Segment Start: Text section

The data, birthwt, are from the MASS package in R.
4.
The χ ² test assumes that the marginal distributions of both variables are fixed in repeated realizations of the data. Only the distribution of counts within cells can change. Whether this is a plausible assumption depends on how the data were generated. If the data are a random sample from a well-defined population, the assumption of fixed marginal distributions is not plausible. Both marginal distributions would almost certainly change in new random samples. The spine plot and the mosaic plot were produced using the R package vcd, which stands for “visualizing categorical data.” Its authors are Meyer et al. (2007).
5.
Although there are certainly no universal naming conventions, “predictors” can be seen as variables that are of subject-matter interest, and “covariates” can be seen as variables that improve the performance of the statistical procedure being applied. Then, covariates are not of subject-matter interest. Whatever the naming conventions, the distinction between variables that matter substantively and variables that matter procedurally is important. An example of the latter is a covariate included in an analysis of randomized experiments to improve statistical precision.
6.
A crime is “cleared” when the perpetrator is arrested. In some jurisdictions, a crime is cleared when the perpetrator has been identified, even if there has been no arrest.
7.
But nature can certainly specify different predictor values for different students.
8.
By “asymptotics,” one loosely means what happens to the properties an estimate as the number of observations increases without limit. Sometimes, for example, bias in the estimate shrinks to zero, which means that in sufficiently large samples, the bias will likely be small. Thus, the desirable estimation properties of logistic regression only materialize asymptotically. This means that one can get very misleading results from logistic regression in small samples if one is working at Level II.
9.
This is sometimes called “the fallacy of accepting the null” (Rozeboom 1960).
10.
Model selection in some disciplines is called variable selection, feature selection, or dimension reduction. These terms will be used interchangeably.
11.
Actually, it can be more complicated. For example, if the predictors are taken to be fixed, one is free to examine the predictors alone. Model selection problems surface when associations with the response variable are examined as well. If the predictors are taken to be random, the issues are even more subtle.
12.
If one prefers to think about the issues in a multiple regression context, the single predictor can be replaced by the predictor adjusted, as usual, for its linear relationships with all other predictors.
13.

Segment End: Text section

-- Problem A --
Reproduce the part of the statistics notes starting with "Although there are" and going on through "for different students.".
-- Problem B --
Summarize the statistics notes in two sentences.
-- Problem C --
Carry the statistics notes on from the point where they stop.

Segment Start: Data shown

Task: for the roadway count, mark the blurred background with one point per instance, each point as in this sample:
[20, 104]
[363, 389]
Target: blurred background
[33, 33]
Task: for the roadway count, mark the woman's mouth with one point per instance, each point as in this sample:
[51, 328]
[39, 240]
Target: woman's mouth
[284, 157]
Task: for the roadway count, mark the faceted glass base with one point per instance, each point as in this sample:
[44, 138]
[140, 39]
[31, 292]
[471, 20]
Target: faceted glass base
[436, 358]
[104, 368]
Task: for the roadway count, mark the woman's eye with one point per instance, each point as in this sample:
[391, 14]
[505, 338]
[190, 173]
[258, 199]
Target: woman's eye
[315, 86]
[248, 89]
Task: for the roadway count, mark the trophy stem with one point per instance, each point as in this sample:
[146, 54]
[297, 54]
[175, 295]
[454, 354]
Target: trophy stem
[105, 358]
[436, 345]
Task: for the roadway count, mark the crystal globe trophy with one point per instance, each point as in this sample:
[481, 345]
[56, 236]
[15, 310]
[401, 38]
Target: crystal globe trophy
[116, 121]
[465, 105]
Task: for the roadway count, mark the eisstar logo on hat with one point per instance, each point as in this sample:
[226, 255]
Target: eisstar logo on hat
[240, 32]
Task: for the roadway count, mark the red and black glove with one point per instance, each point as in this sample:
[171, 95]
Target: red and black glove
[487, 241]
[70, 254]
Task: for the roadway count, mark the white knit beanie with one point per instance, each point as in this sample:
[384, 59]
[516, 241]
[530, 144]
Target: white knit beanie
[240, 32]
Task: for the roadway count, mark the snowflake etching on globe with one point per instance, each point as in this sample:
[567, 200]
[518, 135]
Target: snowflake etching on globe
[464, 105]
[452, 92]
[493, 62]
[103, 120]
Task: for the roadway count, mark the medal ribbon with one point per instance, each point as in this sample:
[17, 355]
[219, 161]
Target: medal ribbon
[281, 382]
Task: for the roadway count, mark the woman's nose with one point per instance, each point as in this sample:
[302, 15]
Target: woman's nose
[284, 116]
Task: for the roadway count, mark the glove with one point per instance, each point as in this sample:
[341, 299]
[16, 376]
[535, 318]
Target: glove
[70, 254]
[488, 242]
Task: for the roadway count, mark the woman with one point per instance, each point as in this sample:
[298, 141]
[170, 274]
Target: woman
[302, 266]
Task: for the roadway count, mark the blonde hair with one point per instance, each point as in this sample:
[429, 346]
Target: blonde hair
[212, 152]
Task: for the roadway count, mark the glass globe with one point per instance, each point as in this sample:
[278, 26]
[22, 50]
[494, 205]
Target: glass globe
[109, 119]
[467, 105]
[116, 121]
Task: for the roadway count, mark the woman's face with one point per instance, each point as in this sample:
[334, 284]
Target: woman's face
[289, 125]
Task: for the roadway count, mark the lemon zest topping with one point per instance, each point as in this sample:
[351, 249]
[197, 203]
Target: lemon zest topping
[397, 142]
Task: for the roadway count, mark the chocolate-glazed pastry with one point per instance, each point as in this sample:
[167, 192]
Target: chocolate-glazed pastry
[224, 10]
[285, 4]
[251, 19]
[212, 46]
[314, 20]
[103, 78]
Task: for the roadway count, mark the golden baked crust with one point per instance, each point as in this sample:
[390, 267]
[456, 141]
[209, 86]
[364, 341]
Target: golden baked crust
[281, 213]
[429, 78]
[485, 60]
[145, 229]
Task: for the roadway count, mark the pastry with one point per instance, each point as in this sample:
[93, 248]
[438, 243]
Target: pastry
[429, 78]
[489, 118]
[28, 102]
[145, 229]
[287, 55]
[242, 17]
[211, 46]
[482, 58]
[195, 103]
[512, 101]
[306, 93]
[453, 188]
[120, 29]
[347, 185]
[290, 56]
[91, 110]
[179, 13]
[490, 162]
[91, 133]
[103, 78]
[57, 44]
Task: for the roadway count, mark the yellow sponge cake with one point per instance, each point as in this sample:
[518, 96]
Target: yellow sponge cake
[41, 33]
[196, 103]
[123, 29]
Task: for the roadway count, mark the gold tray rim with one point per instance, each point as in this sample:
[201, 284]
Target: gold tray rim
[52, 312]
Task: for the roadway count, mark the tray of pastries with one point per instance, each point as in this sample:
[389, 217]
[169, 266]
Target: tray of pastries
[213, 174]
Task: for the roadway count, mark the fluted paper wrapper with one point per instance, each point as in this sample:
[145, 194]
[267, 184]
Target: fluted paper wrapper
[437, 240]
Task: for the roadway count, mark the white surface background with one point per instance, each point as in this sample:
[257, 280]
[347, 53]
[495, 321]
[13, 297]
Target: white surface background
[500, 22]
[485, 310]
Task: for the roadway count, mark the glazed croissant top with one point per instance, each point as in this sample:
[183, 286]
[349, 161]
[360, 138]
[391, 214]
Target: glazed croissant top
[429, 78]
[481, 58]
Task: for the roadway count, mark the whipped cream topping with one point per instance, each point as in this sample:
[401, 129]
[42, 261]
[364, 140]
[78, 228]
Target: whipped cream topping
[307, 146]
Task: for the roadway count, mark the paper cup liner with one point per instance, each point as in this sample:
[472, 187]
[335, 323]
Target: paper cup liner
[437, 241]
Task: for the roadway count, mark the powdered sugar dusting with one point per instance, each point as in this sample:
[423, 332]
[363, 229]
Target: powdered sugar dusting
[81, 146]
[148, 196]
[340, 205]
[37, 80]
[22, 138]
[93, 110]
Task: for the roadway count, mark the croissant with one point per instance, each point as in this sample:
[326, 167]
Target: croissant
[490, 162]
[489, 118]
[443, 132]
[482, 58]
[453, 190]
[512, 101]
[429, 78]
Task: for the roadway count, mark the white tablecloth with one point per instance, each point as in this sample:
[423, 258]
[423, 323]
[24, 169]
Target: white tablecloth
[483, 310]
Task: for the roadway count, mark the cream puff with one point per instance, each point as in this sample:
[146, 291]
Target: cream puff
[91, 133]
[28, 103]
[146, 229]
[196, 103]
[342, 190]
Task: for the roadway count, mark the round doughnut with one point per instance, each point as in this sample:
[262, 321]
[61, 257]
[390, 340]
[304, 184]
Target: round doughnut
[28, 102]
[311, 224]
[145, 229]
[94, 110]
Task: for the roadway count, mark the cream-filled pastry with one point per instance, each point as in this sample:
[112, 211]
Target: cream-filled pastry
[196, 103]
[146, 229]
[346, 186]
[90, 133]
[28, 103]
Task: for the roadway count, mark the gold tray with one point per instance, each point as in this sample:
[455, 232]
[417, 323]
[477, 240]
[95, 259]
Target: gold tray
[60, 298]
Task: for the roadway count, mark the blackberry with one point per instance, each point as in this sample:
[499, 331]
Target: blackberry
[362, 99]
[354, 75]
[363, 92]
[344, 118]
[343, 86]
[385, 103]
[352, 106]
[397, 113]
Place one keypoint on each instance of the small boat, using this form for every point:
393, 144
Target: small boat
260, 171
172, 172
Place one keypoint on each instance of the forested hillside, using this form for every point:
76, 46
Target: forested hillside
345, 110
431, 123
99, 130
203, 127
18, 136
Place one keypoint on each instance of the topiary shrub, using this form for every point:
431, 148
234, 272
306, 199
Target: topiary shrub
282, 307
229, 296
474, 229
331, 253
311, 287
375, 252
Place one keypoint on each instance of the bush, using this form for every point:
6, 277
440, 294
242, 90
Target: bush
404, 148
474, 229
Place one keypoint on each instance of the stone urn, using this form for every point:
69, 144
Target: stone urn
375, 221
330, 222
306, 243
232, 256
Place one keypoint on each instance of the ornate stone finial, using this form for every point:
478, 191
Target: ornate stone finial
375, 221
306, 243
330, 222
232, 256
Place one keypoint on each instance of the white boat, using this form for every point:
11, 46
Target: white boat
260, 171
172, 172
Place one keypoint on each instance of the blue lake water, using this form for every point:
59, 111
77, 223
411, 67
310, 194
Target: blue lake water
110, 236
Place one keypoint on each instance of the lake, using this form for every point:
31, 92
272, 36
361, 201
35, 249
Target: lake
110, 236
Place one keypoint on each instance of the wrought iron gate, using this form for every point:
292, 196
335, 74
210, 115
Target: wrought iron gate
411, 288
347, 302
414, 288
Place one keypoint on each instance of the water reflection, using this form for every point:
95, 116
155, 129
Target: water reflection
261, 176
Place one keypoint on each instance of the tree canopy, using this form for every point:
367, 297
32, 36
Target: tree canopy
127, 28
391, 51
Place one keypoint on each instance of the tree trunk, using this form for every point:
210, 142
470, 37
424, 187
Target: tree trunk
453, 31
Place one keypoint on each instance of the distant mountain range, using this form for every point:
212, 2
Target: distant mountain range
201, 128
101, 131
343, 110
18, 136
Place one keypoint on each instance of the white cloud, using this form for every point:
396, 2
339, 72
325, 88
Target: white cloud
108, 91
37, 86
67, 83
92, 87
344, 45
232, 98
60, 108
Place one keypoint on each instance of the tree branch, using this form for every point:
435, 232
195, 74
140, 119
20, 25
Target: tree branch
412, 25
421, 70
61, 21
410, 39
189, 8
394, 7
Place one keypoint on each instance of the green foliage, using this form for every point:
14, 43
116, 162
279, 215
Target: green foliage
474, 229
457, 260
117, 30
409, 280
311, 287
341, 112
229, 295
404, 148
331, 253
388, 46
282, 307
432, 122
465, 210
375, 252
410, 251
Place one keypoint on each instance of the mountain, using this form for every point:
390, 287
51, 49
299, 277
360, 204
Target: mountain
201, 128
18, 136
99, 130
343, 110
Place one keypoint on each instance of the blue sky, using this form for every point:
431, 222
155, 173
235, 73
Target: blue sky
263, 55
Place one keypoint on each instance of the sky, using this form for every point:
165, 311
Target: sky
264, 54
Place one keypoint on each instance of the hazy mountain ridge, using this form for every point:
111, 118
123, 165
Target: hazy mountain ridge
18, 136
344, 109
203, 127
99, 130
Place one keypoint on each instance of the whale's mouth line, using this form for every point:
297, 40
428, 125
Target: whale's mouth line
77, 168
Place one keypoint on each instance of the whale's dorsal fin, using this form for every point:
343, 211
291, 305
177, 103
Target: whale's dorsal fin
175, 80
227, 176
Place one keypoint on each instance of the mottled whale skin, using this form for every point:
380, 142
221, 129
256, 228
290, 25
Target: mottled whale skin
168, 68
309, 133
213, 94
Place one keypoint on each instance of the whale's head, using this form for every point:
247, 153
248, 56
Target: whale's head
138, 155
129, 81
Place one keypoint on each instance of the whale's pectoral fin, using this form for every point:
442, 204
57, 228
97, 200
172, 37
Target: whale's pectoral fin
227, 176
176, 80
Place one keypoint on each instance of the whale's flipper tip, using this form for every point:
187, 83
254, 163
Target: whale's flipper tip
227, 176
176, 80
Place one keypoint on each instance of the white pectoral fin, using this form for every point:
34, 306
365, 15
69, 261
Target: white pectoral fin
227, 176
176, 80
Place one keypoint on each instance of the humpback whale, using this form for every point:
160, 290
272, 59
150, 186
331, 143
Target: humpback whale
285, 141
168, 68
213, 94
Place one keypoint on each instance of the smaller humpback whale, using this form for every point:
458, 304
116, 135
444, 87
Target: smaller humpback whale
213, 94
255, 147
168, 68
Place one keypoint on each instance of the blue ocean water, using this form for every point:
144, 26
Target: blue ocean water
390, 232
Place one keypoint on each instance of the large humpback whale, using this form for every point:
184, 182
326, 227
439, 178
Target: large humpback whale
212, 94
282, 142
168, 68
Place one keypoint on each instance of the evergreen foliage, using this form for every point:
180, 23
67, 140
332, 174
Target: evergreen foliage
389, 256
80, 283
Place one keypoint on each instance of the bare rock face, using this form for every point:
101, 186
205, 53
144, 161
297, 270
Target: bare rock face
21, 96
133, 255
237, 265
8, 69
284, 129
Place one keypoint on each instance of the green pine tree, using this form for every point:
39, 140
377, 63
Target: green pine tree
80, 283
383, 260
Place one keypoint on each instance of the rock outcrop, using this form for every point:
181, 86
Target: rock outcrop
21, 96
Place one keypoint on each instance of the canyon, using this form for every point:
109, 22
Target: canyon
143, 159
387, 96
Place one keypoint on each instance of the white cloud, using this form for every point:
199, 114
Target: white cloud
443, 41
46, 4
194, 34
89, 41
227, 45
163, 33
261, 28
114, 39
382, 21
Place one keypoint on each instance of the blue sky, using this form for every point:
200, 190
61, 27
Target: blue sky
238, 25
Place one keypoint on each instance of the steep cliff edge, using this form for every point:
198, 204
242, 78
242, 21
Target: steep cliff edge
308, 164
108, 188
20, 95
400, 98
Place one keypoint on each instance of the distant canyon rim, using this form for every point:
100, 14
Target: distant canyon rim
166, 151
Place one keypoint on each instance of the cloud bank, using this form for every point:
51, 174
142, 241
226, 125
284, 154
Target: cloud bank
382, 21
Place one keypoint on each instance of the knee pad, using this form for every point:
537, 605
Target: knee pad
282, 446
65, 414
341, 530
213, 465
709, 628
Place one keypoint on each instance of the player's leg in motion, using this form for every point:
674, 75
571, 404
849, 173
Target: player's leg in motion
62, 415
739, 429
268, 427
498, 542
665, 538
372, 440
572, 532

Segment End: Data shown

-- Written answer A --
Although there are certainly no universal naming conventions, “predictors” can be seen as variables that are of subject-matter interest, and “covariates” can be seen as variables that improve the performance of the statistical procedure being applied. Then, covariates are not of subject-matter interest. Whatever the naming conventions, the distinction between variables that matter substantively and variables that matter procedurally is important. An example of the latter is a covariate included in an analysis of randomized experiments to improve statistical precision.
6.
A crime is “cleared” when the perpetrator is arrested. In some jurisdictions, a crime is cleared when the perpetrator has been identified, even if there has been no arrest.
7.
But nature can certainly specify different predictor values for different students.

-- Written answer B --
The notes explain that the χ² test assumes fixed marginal distributions, which is not plausible for a random sample from a well-defined population, and they distinguish predictors of subject-matter interest from covariates that improve the statistical procedure. They also say that logistic regression's desirable estimation properties only materialize asymptotically, so small samples can give very misleading results at Level II, and that model selection, variable selection, feature selection, and dimension reduction will be used interchangeably.

-- Written answer C --
Recall that x is fixed and does not change from dataset to dataset. The new datasets result from variation around the true conditional means.
14.
We will see later that by increasing the complexity of the mean function estimated, one has the potential to reduce bias with respect to the true response surface. But an improved fit in the data on hand is no guarantee that one is more accurately representing the true mean function. One complication is that greater mean function complexity can promote overfitting.
15.
The next several pages draw heavily on Berk et al. (2019) and Buja et al. (2019a,b).
16.
Each case is composed of a set (i.e., vector) of values for the random variables that are included.
17.
The notation may seem a little odd. In a finite population, these would be matrices or vectors, and the font would be bold. But the population is of limitless size because it constitutes what could be realized from the joint probability distribution. These random variables are really conceptual constructs. Bold font might have been more odd still. Another notational scheme could have been introduced for these statistical constructs, but that seems a bit too precious and in context, unnecessary.
18.
For exposition, working with conditional expectations is standard, but there are other options such as conditional probabilities when the predictor is categorical. This will be important in later chapters.
19.
They are deviations around a mean, or more properly, an expected value.
20.
For example, experiences in the high school years will shape variables such as the high school GPA, the number of advanced placement courses taken, the development of good study habits, an ability to think analytically, and performance on the SAT or ACT test, which, in turn, can be associated the college grades freshman year. One can easily imagine representing these variables in a joint probability distribution.
21.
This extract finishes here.